- **Data supplied**:

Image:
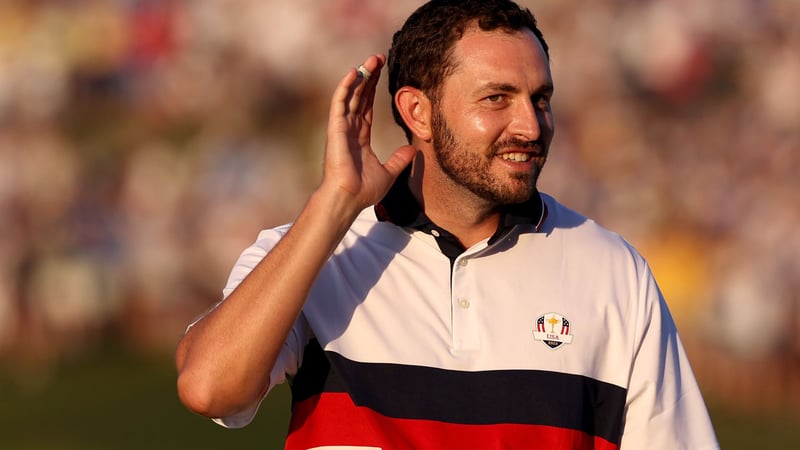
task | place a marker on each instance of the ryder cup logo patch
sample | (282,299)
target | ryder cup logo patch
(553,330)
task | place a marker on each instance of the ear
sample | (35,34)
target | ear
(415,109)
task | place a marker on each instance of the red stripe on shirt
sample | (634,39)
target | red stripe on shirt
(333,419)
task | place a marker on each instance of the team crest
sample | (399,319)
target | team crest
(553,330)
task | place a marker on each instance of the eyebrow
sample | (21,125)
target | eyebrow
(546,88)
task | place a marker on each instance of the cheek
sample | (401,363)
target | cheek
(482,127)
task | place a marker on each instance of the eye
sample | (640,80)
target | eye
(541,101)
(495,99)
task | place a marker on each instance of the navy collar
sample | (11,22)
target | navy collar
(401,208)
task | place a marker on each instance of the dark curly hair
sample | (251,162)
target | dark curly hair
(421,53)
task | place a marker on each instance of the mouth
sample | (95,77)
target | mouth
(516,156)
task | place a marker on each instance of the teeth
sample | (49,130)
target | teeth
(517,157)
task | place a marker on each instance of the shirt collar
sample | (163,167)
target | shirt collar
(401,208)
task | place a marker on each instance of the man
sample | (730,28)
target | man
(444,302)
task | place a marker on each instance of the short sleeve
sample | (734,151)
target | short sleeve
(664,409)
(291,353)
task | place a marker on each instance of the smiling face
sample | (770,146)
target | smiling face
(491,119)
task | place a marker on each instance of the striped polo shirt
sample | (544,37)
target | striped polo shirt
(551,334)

- **Task to carry out**: Swap "marker" for "pin" in the lines from the one containing "task | place a marker on each instance of the eyebrow" through the last line, and give only those lines back with nothing else changed.

- **Solution for this exercise**:
task | place a pin on each instance of the eyebrow
sample | (21,125)
target | eyebrow
(546,88)
task | place a pin on each instance of the cheek
sample | (401,363)
target | cheek
(482,127)
task | place a pin on each instance of the eye
sample | (640,80)
target | eye
(541,101)
(495,99)
task | place a pin on each instance of the navy collar
sample | (11,22)
target | navy collar
(401,208)
task | place a pin on each instance of the dark curly hair
sample | (251,162)
target | dark curly hair
(421,53)
task | place a pin on each instance of the mouth
sample | (95,77)
target | mouth
(516,156)
task | place a pin on each instance of the teeth
sample | (49,130)
target | teeth
(517,157)
task | place a pin on each instance of the shirt collar
sample | (163,167)
target | shirt collar
(401,208)
task | place a pin on each instance of the man
sample | (730,28)
target | man
(444,302)
task | place a pin on each instance of the short sleeve
sample | (734,151)
target | short sleeve
(664,409)
(291,353)
task | place a pin on each instance of the smiling face
sample | (770,146)
target | smiling face
(491,119)
task | place a pin on each instance of the striped polo shirt
sample | (544,37)
target | striped polo shirt
(551,334)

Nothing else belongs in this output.